- **Directions for this task**
Your answer should be the exact lines of the data below from the one containing "point(537, 145)" through the one containing "point(349, 111)"; please include nothing else.

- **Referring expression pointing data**
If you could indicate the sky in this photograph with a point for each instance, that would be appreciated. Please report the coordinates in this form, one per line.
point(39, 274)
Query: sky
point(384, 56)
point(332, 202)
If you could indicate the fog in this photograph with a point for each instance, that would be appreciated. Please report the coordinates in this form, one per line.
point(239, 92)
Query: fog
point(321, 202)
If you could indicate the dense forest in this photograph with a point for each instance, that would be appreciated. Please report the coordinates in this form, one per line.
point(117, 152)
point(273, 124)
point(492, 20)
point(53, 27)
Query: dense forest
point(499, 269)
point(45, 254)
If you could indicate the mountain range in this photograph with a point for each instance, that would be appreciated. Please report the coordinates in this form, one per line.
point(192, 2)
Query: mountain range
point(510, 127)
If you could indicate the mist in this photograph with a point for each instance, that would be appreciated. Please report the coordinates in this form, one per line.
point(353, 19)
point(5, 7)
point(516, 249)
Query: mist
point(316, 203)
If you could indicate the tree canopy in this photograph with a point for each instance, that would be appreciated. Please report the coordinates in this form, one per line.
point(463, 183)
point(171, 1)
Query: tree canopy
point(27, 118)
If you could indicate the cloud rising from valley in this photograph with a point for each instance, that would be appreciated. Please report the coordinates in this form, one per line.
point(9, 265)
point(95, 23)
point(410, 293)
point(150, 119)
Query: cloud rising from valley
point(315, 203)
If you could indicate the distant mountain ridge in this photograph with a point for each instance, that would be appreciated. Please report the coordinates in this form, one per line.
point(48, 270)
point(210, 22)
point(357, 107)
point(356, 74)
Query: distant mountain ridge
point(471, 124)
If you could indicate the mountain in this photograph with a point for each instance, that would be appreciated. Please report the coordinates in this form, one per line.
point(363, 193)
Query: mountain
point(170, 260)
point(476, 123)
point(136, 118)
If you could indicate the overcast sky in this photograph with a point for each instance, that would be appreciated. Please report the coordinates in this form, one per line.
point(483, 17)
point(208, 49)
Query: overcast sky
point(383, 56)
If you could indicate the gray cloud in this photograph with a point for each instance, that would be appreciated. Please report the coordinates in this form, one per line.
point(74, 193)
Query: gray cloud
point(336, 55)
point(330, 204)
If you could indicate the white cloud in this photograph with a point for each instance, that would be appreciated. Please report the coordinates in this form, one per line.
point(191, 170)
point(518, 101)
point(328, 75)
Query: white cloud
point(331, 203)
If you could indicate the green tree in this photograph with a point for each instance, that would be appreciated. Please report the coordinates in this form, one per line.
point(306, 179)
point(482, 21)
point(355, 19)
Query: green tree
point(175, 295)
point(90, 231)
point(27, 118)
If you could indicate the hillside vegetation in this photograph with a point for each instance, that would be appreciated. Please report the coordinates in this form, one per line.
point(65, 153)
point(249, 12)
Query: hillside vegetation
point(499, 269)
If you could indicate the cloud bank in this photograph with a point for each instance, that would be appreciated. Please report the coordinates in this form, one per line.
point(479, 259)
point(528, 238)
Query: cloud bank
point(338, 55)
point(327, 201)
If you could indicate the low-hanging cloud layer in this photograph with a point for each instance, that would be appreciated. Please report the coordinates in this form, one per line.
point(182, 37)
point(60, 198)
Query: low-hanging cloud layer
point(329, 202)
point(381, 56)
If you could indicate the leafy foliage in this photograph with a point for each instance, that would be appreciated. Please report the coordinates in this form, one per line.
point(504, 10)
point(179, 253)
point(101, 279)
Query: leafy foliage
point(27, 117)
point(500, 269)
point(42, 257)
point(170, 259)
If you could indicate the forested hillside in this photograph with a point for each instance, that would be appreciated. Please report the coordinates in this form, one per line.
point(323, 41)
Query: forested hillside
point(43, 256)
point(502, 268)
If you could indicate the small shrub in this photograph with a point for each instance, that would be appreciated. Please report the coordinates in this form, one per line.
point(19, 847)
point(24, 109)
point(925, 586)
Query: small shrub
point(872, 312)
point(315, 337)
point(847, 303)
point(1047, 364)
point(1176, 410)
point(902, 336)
---
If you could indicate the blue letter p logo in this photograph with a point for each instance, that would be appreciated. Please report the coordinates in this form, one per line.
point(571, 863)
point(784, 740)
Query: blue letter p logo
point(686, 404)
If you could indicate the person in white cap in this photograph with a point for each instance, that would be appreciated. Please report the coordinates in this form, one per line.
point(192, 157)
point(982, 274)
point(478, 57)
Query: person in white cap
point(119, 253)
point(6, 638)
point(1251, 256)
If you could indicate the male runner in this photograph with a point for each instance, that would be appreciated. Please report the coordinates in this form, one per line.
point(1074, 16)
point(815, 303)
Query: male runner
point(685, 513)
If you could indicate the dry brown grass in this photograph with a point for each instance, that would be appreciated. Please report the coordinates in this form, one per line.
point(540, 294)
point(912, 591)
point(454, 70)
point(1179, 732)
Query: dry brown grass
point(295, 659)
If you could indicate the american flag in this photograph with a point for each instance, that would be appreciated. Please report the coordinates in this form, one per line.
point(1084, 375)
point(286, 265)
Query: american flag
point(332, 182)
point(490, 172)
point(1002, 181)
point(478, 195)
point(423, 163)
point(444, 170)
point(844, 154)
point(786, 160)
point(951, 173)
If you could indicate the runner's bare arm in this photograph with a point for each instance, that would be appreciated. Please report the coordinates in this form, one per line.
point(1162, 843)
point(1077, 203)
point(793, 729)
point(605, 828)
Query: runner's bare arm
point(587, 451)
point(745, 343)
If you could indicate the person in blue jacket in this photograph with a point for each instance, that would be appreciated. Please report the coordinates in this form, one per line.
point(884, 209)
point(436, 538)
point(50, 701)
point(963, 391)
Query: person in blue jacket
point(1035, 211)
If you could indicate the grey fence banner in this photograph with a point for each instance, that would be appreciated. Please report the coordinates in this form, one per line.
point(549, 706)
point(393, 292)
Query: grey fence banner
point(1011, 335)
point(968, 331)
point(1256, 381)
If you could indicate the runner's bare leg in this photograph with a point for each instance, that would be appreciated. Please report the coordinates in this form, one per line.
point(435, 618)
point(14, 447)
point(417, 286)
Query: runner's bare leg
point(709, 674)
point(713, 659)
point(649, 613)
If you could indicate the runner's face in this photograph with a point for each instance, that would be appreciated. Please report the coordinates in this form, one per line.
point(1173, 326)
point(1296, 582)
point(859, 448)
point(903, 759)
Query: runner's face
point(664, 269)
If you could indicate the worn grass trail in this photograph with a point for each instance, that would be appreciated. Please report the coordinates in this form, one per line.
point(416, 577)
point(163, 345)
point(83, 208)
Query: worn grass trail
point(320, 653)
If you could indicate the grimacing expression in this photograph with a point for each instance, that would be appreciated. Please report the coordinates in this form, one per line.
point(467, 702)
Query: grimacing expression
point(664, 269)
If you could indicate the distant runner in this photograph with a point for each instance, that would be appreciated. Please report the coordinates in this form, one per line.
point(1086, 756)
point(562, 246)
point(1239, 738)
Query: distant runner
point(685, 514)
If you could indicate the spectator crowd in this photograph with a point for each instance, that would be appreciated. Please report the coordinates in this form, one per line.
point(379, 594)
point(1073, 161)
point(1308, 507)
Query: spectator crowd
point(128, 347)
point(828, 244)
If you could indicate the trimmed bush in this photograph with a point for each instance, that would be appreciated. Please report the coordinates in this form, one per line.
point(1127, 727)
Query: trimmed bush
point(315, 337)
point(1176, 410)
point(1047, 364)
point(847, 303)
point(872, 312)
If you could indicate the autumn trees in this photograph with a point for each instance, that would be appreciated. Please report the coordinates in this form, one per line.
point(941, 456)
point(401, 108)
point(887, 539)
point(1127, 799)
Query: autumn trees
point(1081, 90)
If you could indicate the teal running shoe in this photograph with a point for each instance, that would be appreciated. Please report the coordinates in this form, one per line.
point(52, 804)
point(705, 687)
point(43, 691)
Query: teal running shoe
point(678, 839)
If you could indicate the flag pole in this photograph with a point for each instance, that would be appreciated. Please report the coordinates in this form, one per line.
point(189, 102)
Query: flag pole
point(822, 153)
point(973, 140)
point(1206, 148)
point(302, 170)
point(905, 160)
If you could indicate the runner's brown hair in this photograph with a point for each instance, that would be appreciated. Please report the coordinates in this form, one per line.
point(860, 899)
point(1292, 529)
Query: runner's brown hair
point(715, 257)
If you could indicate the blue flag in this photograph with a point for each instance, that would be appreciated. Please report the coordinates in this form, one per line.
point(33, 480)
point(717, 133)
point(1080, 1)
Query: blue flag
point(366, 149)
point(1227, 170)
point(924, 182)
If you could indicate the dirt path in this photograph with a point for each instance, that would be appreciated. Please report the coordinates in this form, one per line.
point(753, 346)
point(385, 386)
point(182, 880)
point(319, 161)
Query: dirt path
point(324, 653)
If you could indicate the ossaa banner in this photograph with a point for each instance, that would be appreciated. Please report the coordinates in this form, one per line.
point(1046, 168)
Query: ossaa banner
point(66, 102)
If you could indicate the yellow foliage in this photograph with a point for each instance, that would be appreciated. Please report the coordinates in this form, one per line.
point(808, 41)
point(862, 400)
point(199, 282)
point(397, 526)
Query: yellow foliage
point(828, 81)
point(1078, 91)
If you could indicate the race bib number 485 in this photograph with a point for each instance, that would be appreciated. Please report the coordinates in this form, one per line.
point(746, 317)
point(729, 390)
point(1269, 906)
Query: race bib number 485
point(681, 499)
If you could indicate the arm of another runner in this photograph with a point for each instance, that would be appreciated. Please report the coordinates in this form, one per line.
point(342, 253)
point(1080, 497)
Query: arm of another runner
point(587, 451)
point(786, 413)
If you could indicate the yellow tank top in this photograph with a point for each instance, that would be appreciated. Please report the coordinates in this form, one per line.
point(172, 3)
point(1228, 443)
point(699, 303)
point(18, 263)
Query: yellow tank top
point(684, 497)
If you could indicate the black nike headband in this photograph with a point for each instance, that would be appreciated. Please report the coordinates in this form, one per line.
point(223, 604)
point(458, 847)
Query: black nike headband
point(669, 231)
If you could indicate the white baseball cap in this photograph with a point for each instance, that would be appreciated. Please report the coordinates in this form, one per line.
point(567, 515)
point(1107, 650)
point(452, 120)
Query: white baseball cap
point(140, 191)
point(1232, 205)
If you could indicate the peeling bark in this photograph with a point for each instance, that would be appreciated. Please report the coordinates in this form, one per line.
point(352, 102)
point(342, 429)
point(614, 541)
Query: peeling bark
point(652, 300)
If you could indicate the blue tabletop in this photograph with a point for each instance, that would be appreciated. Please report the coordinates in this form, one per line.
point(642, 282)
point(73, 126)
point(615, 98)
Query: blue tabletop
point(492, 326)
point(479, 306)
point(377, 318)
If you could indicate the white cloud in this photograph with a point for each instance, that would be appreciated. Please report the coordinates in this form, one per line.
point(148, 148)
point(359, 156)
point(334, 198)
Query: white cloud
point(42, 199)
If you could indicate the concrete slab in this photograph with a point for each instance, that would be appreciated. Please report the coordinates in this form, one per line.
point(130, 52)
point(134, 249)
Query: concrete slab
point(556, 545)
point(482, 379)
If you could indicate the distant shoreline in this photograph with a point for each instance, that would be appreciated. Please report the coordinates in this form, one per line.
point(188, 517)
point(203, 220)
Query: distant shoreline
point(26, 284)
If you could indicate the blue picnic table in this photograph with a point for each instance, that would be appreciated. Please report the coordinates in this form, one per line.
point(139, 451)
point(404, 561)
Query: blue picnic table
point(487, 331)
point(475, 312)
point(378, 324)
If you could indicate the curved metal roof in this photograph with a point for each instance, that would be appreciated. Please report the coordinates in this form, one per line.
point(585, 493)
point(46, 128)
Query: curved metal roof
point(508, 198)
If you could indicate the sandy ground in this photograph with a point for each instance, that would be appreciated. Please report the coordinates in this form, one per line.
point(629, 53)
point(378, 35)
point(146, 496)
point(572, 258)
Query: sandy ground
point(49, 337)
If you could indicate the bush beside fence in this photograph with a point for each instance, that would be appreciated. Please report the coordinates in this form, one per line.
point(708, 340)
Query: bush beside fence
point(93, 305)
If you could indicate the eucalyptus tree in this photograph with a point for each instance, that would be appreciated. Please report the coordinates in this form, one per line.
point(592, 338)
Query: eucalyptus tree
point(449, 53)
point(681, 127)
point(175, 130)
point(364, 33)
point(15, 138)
--
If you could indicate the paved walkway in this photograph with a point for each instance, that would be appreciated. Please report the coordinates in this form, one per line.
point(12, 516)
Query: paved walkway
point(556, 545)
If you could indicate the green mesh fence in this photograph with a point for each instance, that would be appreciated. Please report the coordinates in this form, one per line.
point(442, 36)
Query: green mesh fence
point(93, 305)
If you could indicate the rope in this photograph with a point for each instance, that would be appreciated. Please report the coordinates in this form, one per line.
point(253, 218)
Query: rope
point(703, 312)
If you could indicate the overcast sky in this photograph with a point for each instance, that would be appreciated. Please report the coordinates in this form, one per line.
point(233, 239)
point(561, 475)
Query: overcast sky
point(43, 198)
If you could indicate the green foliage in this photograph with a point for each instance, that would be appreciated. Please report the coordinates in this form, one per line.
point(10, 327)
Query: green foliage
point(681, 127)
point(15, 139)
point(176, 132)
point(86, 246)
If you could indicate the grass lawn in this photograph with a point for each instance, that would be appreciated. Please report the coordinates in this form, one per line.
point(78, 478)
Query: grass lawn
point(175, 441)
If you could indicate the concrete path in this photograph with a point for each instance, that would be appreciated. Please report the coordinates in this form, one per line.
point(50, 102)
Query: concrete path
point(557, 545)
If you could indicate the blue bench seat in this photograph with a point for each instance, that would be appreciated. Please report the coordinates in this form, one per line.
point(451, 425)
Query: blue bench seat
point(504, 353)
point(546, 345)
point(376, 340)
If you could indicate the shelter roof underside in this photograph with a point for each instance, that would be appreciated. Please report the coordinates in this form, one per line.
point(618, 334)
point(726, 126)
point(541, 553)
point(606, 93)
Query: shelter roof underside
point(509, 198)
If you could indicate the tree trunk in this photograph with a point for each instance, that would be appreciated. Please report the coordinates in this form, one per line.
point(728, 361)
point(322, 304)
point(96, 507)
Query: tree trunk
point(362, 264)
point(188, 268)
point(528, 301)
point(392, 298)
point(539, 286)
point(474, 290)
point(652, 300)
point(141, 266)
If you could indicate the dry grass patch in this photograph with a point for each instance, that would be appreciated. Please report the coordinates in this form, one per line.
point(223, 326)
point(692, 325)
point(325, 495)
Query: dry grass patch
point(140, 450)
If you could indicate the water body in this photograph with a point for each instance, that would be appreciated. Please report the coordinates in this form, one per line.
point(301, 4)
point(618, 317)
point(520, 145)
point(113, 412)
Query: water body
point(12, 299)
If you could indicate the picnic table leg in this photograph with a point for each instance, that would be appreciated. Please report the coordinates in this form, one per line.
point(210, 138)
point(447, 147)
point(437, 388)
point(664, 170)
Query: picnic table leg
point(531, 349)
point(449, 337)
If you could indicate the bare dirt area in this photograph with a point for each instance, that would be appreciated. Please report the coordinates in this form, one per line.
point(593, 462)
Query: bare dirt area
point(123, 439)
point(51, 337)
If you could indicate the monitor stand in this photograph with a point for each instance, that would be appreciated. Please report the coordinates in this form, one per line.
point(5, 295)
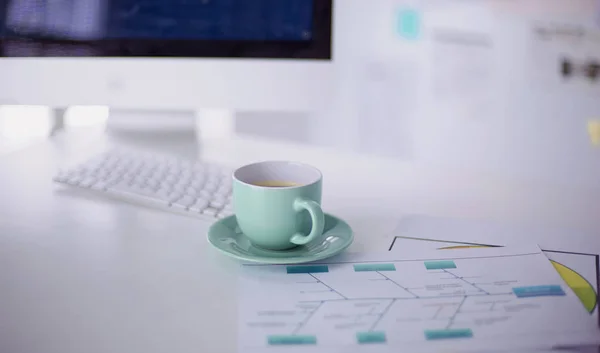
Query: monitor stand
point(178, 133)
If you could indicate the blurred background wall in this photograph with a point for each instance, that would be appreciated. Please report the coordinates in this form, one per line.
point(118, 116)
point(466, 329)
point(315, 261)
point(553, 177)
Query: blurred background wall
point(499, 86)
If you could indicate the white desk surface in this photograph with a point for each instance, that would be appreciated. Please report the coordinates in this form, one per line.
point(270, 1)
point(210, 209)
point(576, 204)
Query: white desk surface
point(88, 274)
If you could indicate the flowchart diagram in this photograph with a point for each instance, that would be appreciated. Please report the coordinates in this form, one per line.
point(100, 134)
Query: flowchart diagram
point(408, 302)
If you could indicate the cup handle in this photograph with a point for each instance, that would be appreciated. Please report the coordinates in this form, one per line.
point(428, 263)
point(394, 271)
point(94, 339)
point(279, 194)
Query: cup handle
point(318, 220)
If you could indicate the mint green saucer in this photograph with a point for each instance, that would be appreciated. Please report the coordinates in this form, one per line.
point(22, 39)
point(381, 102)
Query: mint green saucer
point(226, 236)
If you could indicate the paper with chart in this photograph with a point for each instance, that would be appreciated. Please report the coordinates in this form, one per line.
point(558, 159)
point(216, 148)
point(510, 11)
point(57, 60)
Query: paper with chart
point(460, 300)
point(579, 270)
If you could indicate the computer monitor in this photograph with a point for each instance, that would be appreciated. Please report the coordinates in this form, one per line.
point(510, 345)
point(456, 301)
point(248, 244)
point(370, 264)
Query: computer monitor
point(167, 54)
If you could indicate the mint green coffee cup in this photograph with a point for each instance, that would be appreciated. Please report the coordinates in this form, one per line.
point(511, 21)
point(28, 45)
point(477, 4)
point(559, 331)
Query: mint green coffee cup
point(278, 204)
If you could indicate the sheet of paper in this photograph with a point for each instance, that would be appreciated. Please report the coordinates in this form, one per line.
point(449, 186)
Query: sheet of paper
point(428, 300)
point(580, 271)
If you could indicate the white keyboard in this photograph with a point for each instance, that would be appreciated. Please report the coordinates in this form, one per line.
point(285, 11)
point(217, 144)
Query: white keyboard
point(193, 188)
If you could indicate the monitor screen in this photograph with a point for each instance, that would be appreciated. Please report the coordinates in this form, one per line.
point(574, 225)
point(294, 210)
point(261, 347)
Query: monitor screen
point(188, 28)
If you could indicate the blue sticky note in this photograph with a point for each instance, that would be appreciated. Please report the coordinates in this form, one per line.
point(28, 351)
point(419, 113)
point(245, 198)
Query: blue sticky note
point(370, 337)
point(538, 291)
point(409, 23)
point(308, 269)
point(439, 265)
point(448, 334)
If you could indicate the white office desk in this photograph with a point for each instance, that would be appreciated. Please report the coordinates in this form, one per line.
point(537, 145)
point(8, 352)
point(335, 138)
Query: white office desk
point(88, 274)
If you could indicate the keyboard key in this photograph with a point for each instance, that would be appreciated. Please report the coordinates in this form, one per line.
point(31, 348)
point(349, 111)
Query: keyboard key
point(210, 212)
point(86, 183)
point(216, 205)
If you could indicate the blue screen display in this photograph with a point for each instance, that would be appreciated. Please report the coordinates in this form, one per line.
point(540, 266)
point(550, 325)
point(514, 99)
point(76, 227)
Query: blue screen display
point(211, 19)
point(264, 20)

- **Answer space**
point(537, 145)
point(8, 352)
point(335, 138)
Query: white office desk
point(88, 274)
If you could indicate the keyboard key in this photograph with a point for each instance, that would be appreciated. Please report the coordinates in this form, one per line.
point(31, 348)
point(349, 111)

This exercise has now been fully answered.